Records for the task |
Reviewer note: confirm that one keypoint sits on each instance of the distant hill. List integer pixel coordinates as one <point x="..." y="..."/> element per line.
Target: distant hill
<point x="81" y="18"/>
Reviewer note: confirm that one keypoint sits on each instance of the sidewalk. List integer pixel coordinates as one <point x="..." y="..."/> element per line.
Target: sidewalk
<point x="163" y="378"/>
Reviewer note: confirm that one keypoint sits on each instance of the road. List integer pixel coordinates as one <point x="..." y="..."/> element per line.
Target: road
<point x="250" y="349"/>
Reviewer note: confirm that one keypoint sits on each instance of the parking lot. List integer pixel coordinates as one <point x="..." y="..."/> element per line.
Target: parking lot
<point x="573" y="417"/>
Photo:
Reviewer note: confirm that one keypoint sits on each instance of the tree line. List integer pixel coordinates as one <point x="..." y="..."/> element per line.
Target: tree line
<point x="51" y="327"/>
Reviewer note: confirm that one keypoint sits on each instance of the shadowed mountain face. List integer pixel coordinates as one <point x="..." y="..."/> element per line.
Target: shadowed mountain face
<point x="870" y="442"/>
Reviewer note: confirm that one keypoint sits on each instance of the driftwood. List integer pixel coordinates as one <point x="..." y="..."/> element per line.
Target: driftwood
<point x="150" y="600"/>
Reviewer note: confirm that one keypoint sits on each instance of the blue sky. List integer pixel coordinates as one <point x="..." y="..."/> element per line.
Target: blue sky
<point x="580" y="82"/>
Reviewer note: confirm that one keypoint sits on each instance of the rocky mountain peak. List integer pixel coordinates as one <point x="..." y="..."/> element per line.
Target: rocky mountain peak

Work task |
Using the entries, return every line where the word "peak" can be found.

Task result |
Reviewer note: confirm that one keypoint sits on each instance of the rocky mountain peak. List integer pixel coordinates as one <point x="..." y="..."/> element per line.
Target: rocky mountain peak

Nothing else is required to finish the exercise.